──────── SOURCE DATA
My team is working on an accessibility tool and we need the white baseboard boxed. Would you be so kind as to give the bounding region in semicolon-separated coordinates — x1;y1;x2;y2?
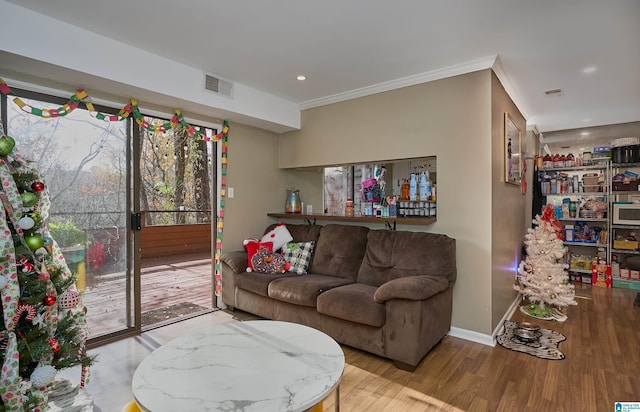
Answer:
449;326;496;346
491;293;522;342
449;294;522;346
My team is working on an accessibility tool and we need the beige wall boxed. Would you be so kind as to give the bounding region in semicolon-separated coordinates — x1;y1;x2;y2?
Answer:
491;74;532;328
278;70;496;334
222;123;322;252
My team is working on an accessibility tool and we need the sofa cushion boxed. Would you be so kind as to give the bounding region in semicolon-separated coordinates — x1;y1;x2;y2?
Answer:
309;224;369;281
235;272;298;296
373;276;449;303
318;283;385;327
357;230;456;286
268;275;352;307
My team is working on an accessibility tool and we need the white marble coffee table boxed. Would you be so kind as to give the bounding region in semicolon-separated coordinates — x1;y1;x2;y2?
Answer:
132;320;344;412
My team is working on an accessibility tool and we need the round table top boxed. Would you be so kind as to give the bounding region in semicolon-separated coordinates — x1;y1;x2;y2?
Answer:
132;320;344;412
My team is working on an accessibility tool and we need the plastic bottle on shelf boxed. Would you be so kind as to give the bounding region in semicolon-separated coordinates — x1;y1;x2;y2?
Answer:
420;172;429;202
400;177;410;200
344;197;354;217
409;173;418;201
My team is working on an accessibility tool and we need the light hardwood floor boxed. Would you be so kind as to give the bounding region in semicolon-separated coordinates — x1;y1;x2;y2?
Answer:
57;284;640;412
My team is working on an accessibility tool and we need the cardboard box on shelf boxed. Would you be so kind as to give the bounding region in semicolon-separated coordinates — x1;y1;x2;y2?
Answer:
613;240;638;250
582;176;598;185
613;278;640;290
582;185;602;193
608;180;640;192
591;264;612;288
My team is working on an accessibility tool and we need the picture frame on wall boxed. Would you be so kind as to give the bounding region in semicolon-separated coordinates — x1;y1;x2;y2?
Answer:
504;112;522;185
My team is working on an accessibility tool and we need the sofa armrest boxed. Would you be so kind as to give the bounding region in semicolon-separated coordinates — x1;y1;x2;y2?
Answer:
373;276;449;303
220;250;248;274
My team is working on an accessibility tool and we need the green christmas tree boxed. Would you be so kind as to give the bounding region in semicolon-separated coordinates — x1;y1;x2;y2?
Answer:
0;127;93;411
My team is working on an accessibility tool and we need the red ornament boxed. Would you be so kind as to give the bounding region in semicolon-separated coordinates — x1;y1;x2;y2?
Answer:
22;262;36;273
49;338;60;353
31;182;44;192
44;295;57;306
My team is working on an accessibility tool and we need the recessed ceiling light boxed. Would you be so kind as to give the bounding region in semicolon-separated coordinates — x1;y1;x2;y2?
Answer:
544;89;562;97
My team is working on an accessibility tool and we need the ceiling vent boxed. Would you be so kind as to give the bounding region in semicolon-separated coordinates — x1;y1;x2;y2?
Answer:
544;89;562;97
204;74;233;97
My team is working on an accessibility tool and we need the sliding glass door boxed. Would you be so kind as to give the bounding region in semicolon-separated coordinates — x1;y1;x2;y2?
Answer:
2;90;134;339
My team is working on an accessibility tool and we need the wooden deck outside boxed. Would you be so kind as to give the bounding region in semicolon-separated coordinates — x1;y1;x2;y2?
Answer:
83;252;213;338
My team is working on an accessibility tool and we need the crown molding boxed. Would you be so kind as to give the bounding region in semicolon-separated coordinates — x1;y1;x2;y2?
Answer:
298;55;498;110
492;56;529;121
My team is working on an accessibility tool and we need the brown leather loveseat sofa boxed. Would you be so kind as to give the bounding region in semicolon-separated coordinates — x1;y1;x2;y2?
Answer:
221;224;456;370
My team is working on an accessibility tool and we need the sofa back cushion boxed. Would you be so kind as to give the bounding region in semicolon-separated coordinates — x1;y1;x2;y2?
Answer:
309;224;369;281
357;230;457;286
264;223;322;243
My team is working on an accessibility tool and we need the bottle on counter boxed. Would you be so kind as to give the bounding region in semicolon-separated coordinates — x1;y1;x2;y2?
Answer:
400;178;410;200
420;172;429;202
344;197;354;217
409;173;418;201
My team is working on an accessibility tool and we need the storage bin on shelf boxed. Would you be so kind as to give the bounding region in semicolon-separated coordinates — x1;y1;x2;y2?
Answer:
613;240;639;250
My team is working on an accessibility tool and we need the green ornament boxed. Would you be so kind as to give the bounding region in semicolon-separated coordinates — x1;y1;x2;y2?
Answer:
20;192;38;207
0;136;16;156
24;235;44;250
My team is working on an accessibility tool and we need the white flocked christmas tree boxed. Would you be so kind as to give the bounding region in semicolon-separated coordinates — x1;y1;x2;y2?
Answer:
514;206;577;320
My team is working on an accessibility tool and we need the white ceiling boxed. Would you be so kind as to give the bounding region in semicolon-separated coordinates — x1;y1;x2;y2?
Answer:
0;0;640;132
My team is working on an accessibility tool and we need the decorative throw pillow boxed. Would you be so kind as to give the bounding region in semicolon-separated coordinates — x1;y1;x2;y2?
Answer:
242;239;273;272
251;249;290;274
282;242;316;275
261;223;293;252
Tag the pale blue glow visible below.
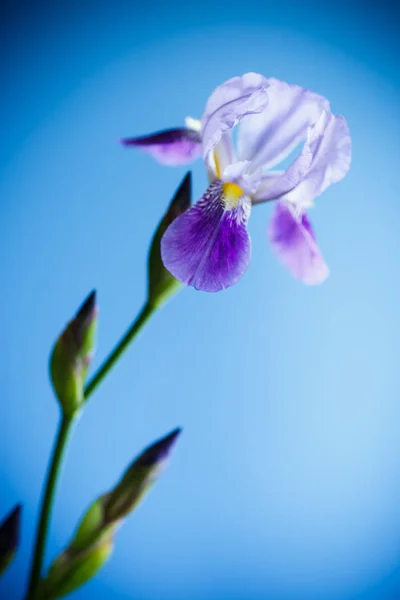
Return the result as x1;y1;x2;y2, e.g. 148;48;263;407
0;0;400;600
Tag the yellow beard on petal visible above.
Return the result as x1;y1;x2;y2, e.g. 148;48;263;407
222;182;243;210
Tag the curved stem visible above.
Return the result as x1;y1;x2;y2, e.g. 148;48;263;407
26;302;157;600
27;417;74;600
85;303;157;402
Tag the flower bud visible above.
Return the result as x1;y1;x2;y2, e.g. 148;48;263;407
38;535;114;600
0;504;21;575
38;429;180;600
148;171;192;306
106;428;181;521
50;291;97;417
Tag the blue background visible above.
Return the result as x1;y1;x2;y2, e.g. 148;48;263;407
0;0;400;600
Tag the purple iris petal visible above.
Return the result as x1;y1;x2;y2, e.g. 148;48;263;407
161;179;251;292
268;202;329;285
202;73;268;159
121;127;201;166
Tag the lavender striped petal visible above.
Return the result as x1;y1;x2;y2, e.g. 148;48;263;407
201;73;268;161
161;180;251;292
268;202;329;285
121;127;201;166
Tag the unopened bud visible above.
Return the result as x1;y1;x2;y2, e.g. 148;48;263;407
38;535;114;600
106;428;181;521
148;171;192;306
0;504;21;575
50;291;97;417
38;429;180;600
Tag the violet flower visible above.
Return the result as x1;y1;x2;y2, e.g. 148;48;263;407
124;73;351;292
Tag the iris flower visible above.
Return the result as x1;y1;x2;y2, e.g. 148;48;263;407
122;73;351;292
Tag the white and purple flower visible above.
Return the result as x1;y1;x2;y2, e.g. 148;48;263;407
123;73;351;292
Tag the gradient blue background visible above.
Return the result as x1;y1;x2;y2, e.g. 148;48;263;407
0;0;400;600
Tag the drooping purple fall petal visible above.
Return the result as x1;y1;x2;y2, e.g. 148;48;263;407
121;127;201;166
268;202;329;285
161;180;251;292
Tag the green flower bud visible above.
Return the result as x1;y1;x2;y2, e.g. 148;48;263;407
148;171;192;306
50;291;97;417
38;429;180;600
0;504;22;575
37;535;113;600
105;428;181;521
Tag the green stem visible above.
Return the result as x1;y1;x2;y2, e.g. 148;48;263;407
26;302;157;600
85;303;157;402
27;417;74;600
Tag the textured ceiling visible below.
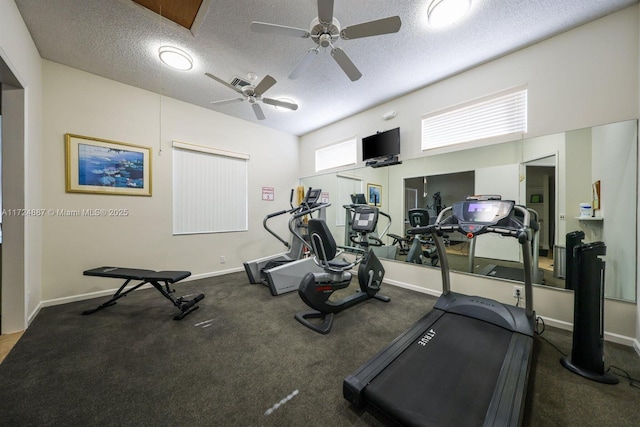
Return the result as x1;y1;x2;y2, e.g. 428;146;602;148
15;0;638;135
────────────────
DIRECTION:
Render every line of the records above as a Markdown table with the columns "Row" and "Line," numbering the rows and omitting blank lines. Leave the pictures out of the answer.

RESULT FOR THIS EXERCISE:
| Row | Line |
|---|---|
| 1 | My team is working on an accessibility tool and we need the white baseboard boxed. Would you be so kind as to give the bounding region in semicolon-separated coordinates — x1;y1;x2;y2? |
| 2 | Answer: |
| 3 | 449;326;496;346 |
| 4 | 491;293;522;342 |
| 5 | 449;294;522;346 |
| 6 | My team is working on an accessibility tool and we need the beige wall boxed. Would you be so kind as to give the bounding region in semicolon-separated coordinates — x1;y1;x2;y2? |
| 7 | Answer: |
| 8 | 491;74;532;328 |
| 9 | 278;70;496;334 |
| 10 | 222;123;322;252 |
| 11 | My team is working on an accessibility tool and we need the sofa cushion boxed. Would you be so kind as to give the bounding region in semicolon-separated coordinates — x1;y1;x2;y2? |
| 12 | Answer: |
| 13 | 309;224;369;281 |
| 14 | 235;272;298;296 |
| 15 | 373;276;449;303 |
| 16 | 318;283;385;327 |
| 17 | 357;230;456;286 |
| 18 | 268;275;352;307 |
| 19 | My team is working on an accessibility tool and we need the white marble coffee table boxed. Would you be so kind as to give the bounding region in semicolon-separated coordinates — x1;y1;x2;y2? |
| 20 | Answer: |
| 21 | 132;320;344;412 |
| 22 | My team is working on an accessibility tool and we need the round table top boxed. Would you be so kind as to give the bounding region in semicolon-separated coordinates — x1;y1;x2;y2? |
| 23 | Answer: |
| 24 | 132;320;344;412 |
| 25 | My team is working on an accessibility tool and we need the plastic bottle on shelf boxed. Would you be so kind as to give the bounding region in semicolon-separated coordinates — x1;y1;x2;y2? |
| 26 | Answer: |
| 27 | 420;172;429;202 |
| 28 | 400;177;410;200 |
| 29 | 344;197;354;217 |
| 30 | 409;173;418;201 |
| 31 | My team is working on an accessibility tool and we need the light hardwood floor boxed. Would you be so kind as to give the bounding region in semicolon-separated coordinates — x1;y1;x2;y2? |
| 32 | Answer: |
| 33 | 57;284;640;412 |
| 34 | My team is working on an accessibility tool and we need the cardboard box on shelf boxed. Would you be so kind as to give the bounding region in semicolon-separated coordinates — x1;y1;x2;y2? |
| 35 | Answer: |
| 36 | 613;240;638;250 |
| 37 | 582;176;598;185 |
| 38 | 613;278;640;290 |
| 39 | 582;185;602;193 |
| 40 | 608;180;640;192 |
| 41 | 591;264;612;288 |
| 42 | My team is working on an accessibility tool and we need the picture frame on wall boxed. Would you be so kind as to give the bounding region in semicolon-separated coordinates — x1;y1;x2;y2? |
| 43 | Answer: |
| 44 | 504;112;522;185 |
| 45 | My team is working on an accessibility tool and we need the sofa armrest boxed. Would you be so kind as to give the bounding region in semicolon-separated coordinates — x1;y1;x2;y2? |
| 46 | Answer: |
| 47 | 373;276;449;303 |
| 48 | 220;250;248;274 |
| 49 | My team is working on an accessibility tool and we need the green christmas tree boxed. Would you be so kind as to give the bounding region in semicolon-separated coordinates — x1;y1;x2;y2? |
| 50 | Answer: |
| 51 | 0;127;93;411 |
| 52 | My team is working on an accessibility tool and we need the red ornament boxed. Would you be so kind as to give the bounding region in semicolon-separated coordinates — x1;y1;x2;y2? |
| 53 | Answer: |
| 54 | 22;262;36;273 |
| 55 | 49;338;60;353 |
| 56 | 31;182;44;192 |
| 57 | 44;295;57;306 |
| 58 | My team is working on an accessibility tool and we need the recessed ceiling light boxed. Would you be so kind as to give the bounding region in semicolon-separated coordinates — x1;y1;x2;y2? |
| 59 | Answer: |
| 60 | 544;89;562;97 |
| 61 | My team is working on an accessibility tool and we need the ceiling vent boxed. Would you be so kind as to give the bounding region in semicolon-separated coordinates — x1;y1;x2;y2? |
| 62 | Answer: |
| 63 | 544;89;562;97 |
| 64 | 204;74;233;97 |
| 65 | My team is working on an accessibility tool and we need the sliding glass door boxed. Would you be so kind as to give the bounding region in semicolon-separated coordinates — x1;y1;x2;y2? |
| 66 | Answer: |
| 67 | 2;90;134;339 |
| 68 | My team is working on an accessibility tool and we need the wooden deck outside boxed. Would you be so kind as to give the bounding region in semicolon-separated coordinates — x1;y1;x2;y2? |
| 69 | Answer: |
| 70 | 83;252;213;338 |
| 71 | My team is working on an accessibility tool and we need the crown molding boxed. Would you be so kind as to give the bounding region in semicolon-separated coordinates — x1;y1;x2;y2? |
| 72 | Answer: |
| 73 | 298;55;498;110 |
| 74 | 492;56;529;121 |
| 75 | My team is working on an accessibility tool and we need the brown leather loveseat sofa boxed. Would you be so kind as to give the bounding region in semicolon-separated coordinates — x1;y1;x2;y2? |
| 76 | Answer: |
| 77 | 221;224;456;370 |
| 78 | My team is working on an accessibility tool and we need the sofa back cushion boxed. Would you be so kind as to give the bounding region in semicolon-separated coordinates — x1;y1;x2;y2? |
| 79 | Answer: |
| 80 | 309;224;369;281 |
| 81 | 357;230;457;286 |
| 82 | 264;223;322;243 |
| 83 | My team is working on an accessibility tool and we need the bottle on counter boxed. Would you be so kind as to give the bounding region in semicolon-separated coordinates — x1;y1;x2;y2? |
| 84 | Answer: |
| 85 | 400;178;410;200 |
| 86 | 420;172;429;202 |
| 87 | 344;197;354;217 |
| 88 | 409;173;418;201 |
| 89 | My team is working on an accessibility tool and we need the storage bin on shelf boxed. Would you be so kind as to give the bounding region in semicolon-separated coordinates — x1;y1;x2;y2? |
| 90 | Answer: |
| 91 | 613;240;639;250 |
| 92 | My team is working on an accessibility tool and we need the green ornament boxed. Would you be so kind as to give the bounding region in semicolon-separated coordinates — x1;y1;x2;y2? |
| 93 | Answer: |
| 94 | 20;192;38;207 |
| 95 | 0;136;16;156 |
| 96 | 24;235;44;250 |
| 97 | My team is working on an accessibility tool and we need the white flocked christmas tree boxed. Would you be so kind as to give the bounding region in semicolon-separated coordinates — x1;y1;x2;y2? |
| 98 | Answer: |
| 99 | 514;206;577;320 |
| 100 | My team is working on an accessibility tool and we need the white ceiling boxed. Would you be so kind as to give the bounding region in semicolon-separated coordinates — x1;y1;x2;y2? |
| 101 | Answer: |
| 102 | 0;0;640;132 |
| 103 | My team is working on an accessibility tool and we need the decorative throw pillow boxed. Would you be so kind as to give the bounding region in semicolon-separated coordinates — x1;y1;x2;y2? |
| 104 | Answer: |
| 105 | 242;239;273;272 |
| 106 | 251;249;290;274 |
| 107 | 282;242;316;275 |
| 108 | 261;223;293;252 |
| 109 | Tag the pale blue glow visible below. |
| 110 | Return the result as x1;y1;x2;y2, e.g. 148;48;263;407 |
| 111 | 0;0;400;600 |
| 112 | Tag the yellow beard on petal visible above. |
| 113 | Return the result as x1;y1;x2;y2, e.g. 148;48;263;407 |
| 114 | 222;182;243;210 |
| 115 | Tag the curved stem visible above. |
| 116 | Return the result as x1;y1;x2;y2, e.g. 148;48;263;407 |
| 117 | 26;302;157;600 |
| 118 | 27;417;74;600 |
| 119 | 85;303;157;402 |
| 120 | Tag the flower bud visible above. |
| 121 | Return the result as x1;y1;x2;y2, e.g. 148;48;263;407 |
| 122 | 38;535;114;600 |
| 123 | 0;504;21;575 |
| 124 | 38;429;180;600 |
| 125 | 148;171;192;306 |
| 126 | 106;428;181;521 |
| 127 | 50;291;97;417 |
| 128 | Tag the blue background visible above. |
| 129 | Return the result as x1;y1;x2;y2, e.g. 148;48;263;407 |
| 130 | 0;0;400;600 |
| 131 | Tag the purple iris petal visible above. |
| 132 | Return the result as x1;y1;x2;y2, e.g. 148;48;263;407 |
| 133 | 161;179;251;292 |
| 134 | 268;202;329;285 |
| 135 | 202;73;268;159 |
| 136 | 121;127;201;166 |
| 137 | Tag the lavender striped petal visible above. |
| 138 | Return the result as x1;y1;x2;y2, e.g. 148;48;263;407 |
| 139 | 201;73;268;161 |
| 140 | 161;180;251;292 |
| 141 | 268;202;329;285 |
| 142 | 121;127;201;166 |
| 143 | Tag the unopened bud visible above. |
| 144 | Return the result as x1;y1;x2;y2, e.g. 148;48;263;407 |
| 145 | 38;535;114;600 |
| 146 | 106;428;181;521 |
| 147 | 148;171;192;306 |
| 148 | 0;504;21;575 |
| 149 | 50;291;97;417 |
| 150 | 38;429;180;600 |
| 151 | Tag the violet flower visible above. |
| 152 | Return the result as x1;y1;x2;y2, e.g. 148;48;263;407 |
| 153 | 124;73;351;292 |
| 154 | Tag the iris flower visible above. |
| 155 | Return the result as x1;y1;x2;y2, e.g. 148;48;263;407 |
| 156 | 122;73;351;292 |
| 157 | Tag the white and purple flower visible above. |
| 158 | Return the result as x1;y1;x2;y2, e.g. 148;48;263;407 |
| 159 | 123;73;351;292 |
| 160 | Tag the gradient blue background visible above. |
| 161 | Return the result as x1;y1;x2;y2, e.g. 148;48;263;407 |
| 162 | 0;0;400;600 |
| 163 | Tag the drooping purple fall petal visible above. |
| 164 | Return the result as x1;y1;x2;y2, e.g. 148;48;263;407 |
| 165 | 121;127;201;166 |
| 166 | 268;202;329;285 |
| 167 | 161;180;251;292 |
| 168 | Tag the green flower bud visible above. |
| 169 | Return the result as x1;y1;x2;y2, e.g. 148;48;263;407 |
| 170 | 148;171;192;306 |
| 171 | 50;291;97;417 |
| 172 | 38;429;180;600 |
| 173 | 0;504;22;575 |
| 174 | 37;535;113;600 |
| 175 | 105;428;181;521 |
| 176 | Tag the green stem visible above. |
| 177 | Return the result as x1;y1;x2;y2, e.g. 148;48;263;407 |
| 178 | 26;302;157;600 |
| 179 | 85;303;157;402 |
| 180 | 27;417;74;600 |
| 181 | Tag the textured ceiling visible below. |
| 182 | Return the result as x1;y1;x2;y2, e.g. 428;146;602;148 |
| 183 | 15;0;638;135 |